**GIVEN INSTRUCTION:** Rewrite only the entries from the beginning through the line containing "left=135, top=135, right=312, bottom=160", changing "parked car" to "parked vehicle" and keeping everything else the same.

+-------+

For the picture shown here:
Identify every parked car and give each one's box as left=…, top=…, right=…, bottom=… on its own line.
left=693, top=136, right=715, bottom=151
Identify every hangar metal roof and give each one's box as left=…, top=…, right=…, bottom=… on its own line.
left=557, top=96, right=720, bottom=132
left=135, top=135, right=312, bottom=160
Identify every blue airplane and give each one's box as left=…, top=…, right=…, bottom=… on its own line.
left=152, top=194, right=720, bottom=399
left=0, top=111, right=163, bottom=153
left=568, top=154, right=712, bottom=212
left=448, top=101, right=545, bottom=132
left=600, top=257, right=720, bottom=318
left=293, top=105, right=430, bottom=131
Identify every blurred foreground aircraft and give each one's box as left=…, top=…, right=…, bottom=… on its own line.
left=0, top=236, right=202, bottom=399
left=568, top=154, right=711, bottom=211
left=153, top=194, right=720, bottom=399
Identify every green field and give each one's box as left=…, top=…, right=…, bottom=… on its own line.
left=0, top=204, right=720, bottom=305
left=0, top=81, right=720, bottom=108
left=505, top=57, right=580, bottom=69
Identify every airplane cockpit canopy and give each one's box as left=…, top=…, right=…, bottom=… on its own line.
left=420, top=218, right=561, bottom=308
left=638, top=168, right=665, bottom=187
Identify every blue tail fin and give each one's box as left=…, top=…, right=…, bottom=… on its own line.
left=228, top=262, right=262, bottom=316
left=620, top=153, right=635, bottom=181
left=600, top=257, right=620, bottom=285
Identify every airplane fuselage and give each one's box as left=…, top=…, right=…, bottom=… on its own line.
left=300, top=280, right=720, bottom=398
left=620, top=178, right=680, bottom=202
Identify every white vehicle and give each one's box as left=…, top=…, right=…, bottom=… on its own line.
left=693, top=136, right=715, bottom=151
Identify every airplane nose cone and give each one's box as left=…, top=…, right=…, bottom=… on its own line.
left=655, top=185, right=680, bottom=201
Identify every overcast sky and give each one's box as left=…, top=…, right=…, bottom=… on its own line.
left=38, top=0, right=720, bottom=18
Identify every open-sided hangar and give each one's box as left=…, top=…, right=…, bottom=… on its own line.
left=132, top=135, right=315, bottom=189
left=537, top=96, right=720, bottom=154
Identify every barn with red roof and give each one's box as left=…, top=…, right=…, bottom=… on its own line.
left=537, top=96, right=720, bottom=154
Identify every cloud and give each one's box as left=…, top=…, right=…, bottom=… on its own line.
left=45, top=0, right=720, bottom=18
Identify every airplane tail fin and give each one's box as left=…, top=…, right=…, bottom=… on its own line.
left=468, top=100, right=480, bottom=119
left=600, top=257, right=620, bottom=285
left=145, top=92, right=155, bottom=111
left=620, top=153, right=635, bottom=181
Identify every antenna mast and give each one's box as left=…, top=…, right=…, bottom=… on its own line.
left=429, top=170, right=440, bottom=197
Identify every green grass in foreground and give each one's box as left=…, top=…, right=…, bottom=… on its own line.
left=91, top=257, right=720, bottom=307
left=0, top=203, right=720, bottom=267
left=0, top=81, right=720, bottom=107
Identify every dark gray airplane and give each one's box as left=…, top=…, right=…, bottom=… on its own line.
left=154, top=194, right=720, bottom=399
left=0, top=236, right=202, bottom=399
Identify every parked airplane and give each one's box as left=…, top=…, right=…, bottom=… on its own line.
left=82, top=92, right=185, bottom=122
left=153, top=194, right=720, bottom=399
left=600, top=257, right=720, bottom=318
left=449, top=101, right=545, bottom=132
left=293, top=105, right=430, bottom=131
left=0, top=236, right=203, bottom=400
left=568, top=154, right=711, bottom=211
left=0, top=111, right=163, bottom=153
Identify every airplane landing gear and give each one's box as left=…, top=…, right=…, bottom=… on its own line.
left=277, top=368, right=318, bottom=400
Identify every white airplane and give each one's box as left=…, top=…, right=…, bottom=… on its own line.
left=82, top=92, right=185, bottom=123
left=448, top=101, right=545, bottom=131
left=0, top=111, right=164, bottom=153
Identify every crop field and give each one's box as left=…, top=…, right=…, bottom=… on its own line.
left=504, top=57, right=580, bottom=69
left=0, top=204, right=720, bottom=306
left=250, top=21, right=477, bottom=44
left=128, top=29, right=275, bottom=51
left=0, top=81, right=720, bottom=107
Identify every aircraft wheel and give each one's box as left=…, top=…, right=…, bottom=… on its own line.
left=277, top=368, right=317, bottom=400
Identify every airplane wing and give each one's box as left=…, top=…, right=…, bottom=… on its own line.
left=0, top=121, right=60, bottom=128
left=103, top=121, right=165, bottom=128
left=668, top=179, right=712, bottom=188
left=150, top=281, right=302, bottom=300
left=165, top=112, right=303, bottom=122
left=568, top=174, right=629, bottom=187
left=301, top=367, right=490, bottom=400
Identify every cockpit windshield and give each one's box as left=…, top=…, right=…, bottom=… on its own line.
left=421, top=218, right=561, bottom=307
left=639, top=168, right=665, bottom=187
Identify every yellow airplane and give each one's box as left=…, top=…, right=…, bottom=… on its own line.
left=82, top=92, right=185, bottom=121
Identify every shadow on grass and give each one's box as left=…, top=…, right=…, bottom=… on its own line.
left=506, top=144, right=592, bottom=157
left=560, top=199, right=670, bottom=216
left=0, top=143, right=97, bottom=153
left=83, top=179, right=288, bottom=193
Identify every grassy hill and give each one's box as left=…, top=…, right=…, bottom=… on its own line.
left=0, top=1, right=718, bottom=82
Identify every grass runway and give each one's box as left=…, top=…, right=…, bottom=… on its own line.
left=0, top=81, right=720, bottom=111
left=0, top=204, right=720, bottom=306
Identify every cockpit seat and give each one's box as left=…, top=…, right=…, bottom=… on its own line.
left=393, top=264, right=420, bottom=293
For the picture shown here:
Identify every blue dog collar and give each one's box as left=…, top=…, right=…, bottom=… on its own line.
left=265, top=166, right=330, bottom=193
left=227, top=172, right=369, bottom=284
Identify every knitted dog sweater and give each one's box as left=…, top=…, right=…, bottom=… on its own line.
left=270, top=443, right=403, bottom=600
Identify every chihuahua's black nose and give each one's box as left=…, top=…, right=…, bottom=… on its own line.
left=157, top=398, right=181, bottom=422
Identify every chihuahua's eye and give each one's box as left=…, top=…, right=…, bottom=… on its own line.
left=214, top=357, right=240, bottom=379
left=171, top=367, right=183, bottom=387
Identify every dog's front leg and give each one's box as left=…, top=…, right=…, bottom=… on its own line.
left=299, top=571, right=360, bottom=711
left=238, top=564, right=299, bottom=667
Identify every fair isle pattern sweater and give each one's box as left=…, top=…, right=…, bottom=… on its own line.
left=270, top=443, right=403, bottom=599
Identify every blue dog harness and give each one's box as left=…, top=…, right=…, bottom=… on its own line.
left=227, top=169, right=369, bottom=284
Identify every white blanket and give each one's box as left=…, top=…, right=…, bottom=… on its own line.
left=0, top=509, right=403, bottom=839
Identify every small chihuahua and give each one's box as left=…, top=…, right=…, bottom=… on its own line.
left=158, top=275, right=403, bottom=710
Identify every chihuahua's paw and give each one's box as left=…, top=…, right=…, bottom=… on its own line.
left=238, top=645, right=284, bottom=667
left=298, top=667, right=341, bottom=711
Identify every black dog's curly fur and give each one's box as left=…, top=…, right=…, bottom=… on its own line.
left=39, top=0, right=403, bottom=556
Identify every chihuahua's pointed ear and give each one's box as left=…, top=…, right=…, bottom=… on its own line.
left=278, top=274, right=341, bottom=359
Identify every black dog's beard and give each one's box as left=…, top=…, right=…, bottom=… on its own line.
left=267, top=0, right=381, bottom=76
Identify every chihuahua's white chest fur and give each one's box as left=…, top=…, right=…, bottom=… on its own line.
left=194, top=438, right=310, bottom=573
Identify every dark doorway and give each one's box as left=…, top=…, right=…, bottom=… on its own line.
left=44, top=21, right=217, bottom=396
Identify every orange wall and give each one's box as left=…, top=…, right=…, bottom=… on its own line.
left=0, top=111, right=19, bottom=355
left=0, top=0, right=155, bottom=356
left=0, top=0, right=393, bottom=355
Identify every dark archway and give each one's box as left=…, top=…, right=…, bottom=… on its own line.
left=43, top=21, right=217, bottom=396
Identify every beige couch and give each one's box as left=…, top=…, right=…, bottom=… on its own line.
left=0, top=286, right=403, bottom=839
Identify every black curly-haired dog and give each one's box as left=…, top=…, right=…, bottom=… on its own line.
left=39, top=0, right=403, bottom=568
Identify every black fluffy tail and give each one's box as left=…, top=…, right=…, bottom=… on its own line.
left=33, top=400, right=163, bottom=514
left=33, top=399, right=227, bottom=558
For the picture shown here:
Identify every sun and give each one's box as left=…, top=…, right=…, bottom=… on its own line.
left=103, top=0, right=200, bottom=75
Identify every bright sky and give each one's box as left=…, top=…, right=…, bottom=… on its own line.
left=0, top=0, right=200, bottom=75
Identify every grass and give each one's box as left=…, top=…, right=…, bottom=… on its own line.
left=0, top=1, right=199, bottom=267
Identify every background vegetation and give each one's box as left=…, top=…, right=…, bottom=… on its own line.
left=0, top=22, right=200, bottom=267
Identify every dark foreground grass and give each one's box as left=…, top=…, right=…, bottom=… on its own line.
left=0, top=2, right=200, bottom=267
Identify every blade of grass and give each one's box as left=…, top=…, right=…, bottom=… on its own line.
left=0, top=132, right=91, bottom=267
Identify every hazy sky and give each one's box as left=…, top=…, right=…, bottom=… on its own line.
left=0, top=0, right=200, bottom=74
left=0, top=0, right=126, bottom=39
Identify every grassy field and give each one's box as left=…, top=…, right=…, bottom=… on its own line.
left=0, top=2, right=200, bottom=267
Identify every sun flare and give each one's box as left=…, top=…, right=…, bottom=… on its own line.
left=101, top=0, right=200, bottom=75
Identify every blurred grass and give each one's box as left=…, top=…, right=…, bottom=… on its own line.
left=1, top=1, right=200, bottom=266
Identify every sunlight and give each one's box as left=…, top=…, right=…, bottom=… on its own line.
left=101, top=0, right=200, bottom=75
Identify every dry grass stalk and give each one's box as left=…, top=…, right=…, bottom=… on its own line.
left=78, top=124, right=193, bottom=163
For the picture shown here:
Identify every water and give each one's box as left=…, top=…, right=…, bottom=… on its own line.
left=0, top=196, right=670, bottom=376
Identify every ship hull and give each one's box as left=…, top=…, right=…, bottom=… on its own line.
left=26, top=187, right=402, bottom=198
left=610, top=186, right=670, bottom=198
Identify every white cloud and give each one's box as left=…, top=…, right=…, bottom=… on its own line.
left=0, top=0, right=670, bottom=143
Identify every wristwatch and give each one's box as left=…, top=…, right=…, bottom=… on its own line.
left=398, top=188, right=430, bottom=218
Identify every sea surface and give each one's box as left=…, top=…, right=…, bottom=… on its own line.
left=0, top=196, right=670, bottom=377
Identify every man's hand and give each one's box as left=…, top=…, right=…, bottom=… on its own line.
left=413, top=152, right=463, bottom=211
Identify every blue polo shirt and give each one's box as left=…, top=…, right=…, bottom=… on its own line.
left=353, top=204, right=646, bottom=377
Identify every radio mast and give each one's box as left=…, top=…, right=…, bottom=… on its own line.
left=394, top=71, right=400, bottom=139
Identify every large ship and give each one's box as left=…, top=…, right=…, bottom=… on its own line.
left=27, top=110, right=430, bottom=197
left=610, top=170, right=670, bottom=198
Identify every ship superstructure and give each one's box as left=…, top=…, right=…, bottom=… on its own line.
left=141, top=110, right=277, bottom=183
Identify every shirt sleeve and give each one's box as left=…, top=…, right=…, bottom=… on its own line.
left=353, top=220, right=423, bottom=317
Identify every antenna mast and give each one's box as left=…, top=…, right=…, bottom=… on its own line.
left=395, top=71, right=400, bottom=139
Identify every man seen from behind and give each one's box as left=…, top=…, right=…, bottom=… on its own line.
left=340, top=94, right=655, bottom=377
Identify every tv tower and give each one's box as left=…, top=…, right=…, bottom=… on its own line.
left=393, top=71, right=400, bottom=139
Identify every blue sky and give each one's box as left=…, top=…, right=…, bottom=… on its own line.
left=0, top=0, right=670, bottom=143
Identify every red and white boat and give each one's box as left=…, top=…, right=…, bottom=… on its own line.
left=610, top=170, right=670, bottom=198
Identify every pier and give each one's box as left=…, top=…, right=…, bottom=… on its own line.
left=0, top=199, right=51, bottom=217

+-------+

**EXERCISE ANSWER:**
For the picture shown here:
Identify every parked vehicle and give each one's box as left=…, top=…, right=…, bottom=… on its own line.
left=693, top=136, right=715, bottom=151
Identify every hangar metal roof and give each one's box as left=…, top=…, right=…, bottom=… on its own line.
left=557, top=96, right=720, bottom=132
left=135, top=135, right=312, bottom=160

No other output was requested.